_EXTRACTED TEXT_
[BEGIN]

The CPU is basically an underclocked & undervolted Thuban six core also known as a Phenom II X6, of course being an Opteron part it has a few extra features specific to servers that are not included in the Phenom II series but other than that it’s the same as a Phenom II X6.
From a server point of view - The Opteron 4100 series is designed to provide the highest performance-per-watt and a good core count at a very low cost. Hence Virtualization, Rendering etc are the kind of workloads you might want to throw, at these processors.
Although from a desktop point of view its clocks are a little lower than you would want them to be but still acceptable. Also there is an Opteron 4184 model available which is a 6-core part which offers the same clock speeds as a desktop Phenom II X6 1055T - 2.8GHz, if you need higher clocks!!
There are also a bunch of 42xx models available based on the Bulldozer architecture they are available as 4-core, 6-core and 8-core parts and of course they clock higher and have more cache than the K10.5 based 4100 series Opteron’s, although I think it’s better to stick with Opteron 4100’s as they have a higher IPC (Instruction per clock).
The Flip-Chip LGA 1207 socket C32 for AMD processors –
The Motherboard – Asus KCMA-D8
The Package –
The Asus board is Rock Solid!
6 SATA Cables, a back plate, 2 Temperature Sensors, a manual, driver CD were all included with the motherboard.
The Asus KCMA-D8 is a dual processor socket C32 motherboard and has an AMD SR5670 NB paired with an AMD SP5100 SB. In other words – Dual GPU Crossfire X in x16+x8 is supported; this is in line with a saner configuration. If you find this limiting you in any way you can go for a TYAN S8225 motherboard with 2 x 5690 NB’s. That monster of a board will support 4 GPU Crossfire X with all the PCIe x16 lanes running in x16 mode!!
The board is an ATX form-factor motherboard so compatibility with desktop cabinets is insured. The KCMA-D8 is also compliant with ATX power supplies, so you don’t have to get some typical and costly only-meant-for-servers solution in the name of a PSU!!
(Another 12V ATX power connector would’ve meant more power to the CPU’s and more stable operation under full load but the CPU’s are 75W SKU’s anyway so it wouldn’t make much of a difference.)
The board provided a 4+1 phase power to each CPU, this could have been 8+2phase for each CPU, but at this point you can’t really complain too much, Asus has already done a fantastic job of accommodating two processors in an ATX form factor, you can’t really expect more!!
The BIOS –
The BIOS of the KCMA-D8 is OK, it had all the necessary options, not too much to play with but not too little either. All the necessary memory options there need to be for a ccNUMA based system were there and as the KCMA-D8 is technically a server board, so no options for overclocking.

[END]

_DATA PROVIDED_

[BEGIN]

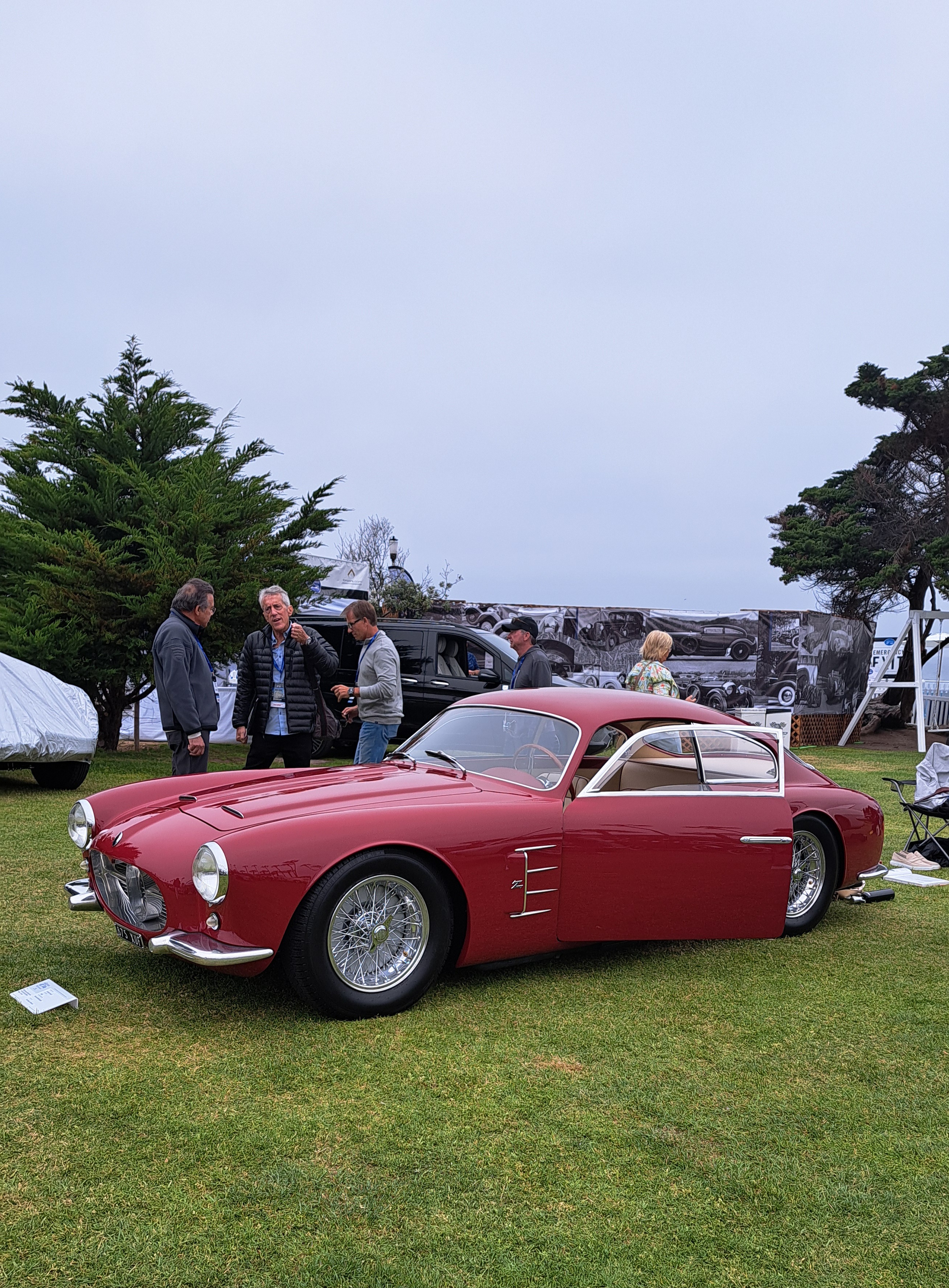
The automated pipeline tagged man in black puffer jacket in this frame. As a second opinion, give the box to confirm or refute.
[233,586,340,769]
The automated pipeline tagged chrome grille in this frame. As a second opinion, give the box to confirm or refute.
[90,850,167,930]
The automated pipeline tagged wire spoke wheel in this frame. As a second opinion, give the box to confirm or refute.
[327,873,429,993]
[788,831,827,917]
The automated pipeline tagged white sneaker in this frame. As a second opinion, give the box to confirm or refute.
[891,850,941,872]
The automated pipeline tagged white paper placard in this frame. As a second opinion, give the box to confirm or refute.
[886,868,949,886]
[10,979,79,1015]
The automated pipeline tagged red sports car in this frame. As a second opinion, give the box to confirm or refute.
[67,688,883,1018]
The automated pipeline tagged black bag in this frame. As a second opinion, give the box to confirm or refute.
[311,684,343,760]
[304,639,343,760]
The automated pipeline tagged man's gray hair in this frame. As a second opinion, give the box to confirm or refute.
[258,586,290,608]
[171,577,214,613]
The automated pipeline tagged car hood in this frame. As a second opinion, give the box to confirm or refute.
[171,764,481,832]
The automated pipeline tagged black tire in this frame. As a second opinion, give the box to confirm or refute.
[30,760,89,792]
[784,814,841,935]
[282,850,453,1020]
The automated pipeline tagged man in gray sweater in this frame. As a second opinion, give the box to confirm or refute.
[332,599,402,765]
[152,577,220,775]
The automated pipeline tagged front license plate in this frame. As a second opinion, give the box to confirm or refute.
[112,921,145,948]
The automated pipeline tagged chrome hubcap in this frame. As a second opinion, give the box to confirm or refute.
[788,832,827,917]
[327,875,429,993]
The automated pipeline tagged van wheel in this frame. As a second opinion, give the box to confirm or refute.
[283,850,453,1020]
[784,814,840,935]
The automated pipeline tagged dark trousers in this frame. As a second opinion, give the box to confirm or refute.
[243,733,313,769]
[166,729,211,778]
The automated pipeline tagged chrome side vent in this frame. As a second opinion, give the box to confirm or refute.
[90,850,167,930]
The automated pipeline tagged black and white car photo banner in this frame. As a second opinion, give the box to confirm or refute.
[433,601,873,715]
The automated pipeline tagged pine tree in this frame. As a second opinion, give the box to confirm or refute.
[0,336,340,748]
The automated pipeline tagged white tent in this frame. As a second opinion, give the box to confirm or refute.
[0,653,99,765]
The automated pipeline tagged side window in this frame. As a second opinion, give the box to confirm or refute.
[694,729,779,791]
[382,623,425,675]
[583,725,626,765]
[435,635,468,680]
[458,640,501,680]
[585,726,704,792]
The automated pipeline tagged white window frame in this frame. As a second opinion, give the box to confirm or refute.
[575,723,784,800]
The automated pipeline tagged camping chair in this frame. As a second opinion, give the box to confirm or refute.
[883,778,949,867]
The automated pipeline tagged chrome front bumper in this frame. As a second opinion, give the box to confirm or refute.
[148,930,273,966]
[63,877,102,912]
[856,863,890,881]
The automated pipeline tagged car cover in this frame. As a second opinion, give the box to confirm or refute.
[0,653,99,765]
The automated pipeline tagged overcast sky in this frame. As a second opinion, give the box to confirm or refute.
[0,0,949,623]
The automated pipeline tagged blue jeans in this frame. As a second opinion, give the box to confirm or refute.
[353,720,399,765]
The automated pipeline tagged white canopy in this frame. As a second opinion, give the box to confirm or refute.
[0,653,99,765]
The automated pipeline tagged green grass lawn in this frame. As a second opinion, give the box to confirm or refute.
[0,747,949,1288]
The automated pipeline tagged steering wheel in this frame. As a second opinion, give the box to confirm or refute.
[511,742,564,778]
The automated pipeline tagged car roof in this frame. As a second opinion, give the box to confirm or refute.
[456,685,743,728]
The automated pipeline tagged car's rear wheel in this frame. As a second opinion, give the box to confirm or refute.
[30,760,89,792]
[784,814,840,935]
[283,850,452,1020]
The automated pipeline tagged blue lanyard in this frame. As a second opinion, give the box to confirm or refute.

[END]

_TASK TO COMPLETE_
Write what comes next in the Opteron and Asus KCMA-D8 review, picking up after its last sentence. The rows are separate material and have nothing to do with the review.

_SOLVED EXERCISE_
Here are a few snaps –
Asus Boot time logo.
BIOS CPU Configuration.
ccNUMA options – During the complete review Bank & Channel Interleaving were Enabled while Node Interleaving was Disabled. Bank Swizzle was also enabled but it did not make any difference as only 4 sticks of memory were used – 1stick per channel.
Motherboard hardware monitoring.
The board also supports Promise software RAID for - RAID 0, 1, 5, 10, JBOD modes.
Overall the board was pretty good – all components were of good quality, it was fun & easy to work with too; the only downside to the board was that it didn’t support SATA 3.0 or USB 3.0 and the power FET’s were not passively cooled.
One fan blows into the other but CPU has 75W ACP, so not a big issue – both CPU’s were below 40 deg C under full load. There are 6 SATA ports (black & red) & 8 SAS ports (blue & red) on the board. The 1st and 3rd lanes are the PCIe x16 2.0 lanes. The layout of the board is such as to accommodate 2 dual slot GPU’s
The board also had an Integrated Graphic Processor – ASpeed AST2050. It had 8MB of video RAM as specified in the manual although on the board I was able to find a 512 MB DDR2 800MHz ram chip between the IGP & the ASMB4-iKVM module socket.
The Winbond chip is the 512MB of DDR2 memory. No specific details were given about ASMB4-iKVM or the memory module to figure out why was there a 512MB chip when IGP was using only 8MB and ASMB4 module wasn’t plugged in?!
Anyway…
A very interesting piece of trivia – as it technically is a server platform you might find yourself in a situation where you might need a server CPU HSF compatible with socket C32, now the good news here is that you don’t have to necessarily go in for a Supermicro/any other server HSF which also might have availability issues in India and also would cost quite a bit more than you would like to spend; you can basically go for any AM3 socket compatible HSF with any C32 motherboard as the mounting pitch for both the socket is exactly the same!!!
I used a pair of CM Hyper 212+ HSF for the system.
Also, a piece of advice, if you ever happen to come across this board – However shiny and inviting the chokes appear – DO NOT TOUCH THEM!!! AND CERTAINLY NOT AFTER THE SYSTEM HAS BEEN UP FOR A HALF HOUR!
The Test System & Benchmarks –
Processors:
2x AMD Opteron 4180
Motherboard:
Asus KCMA-D8
Graphics Card:
Asus ATI Radeon HD 4770 512MB
Memory:
4x 4096MB 1333MHz 9-9-9-24-33 1T Transcend RDIMM’s with ECC.
Hard Drives:
4x 1TB Western Digital Green w/ 64MB cache in RAID 10.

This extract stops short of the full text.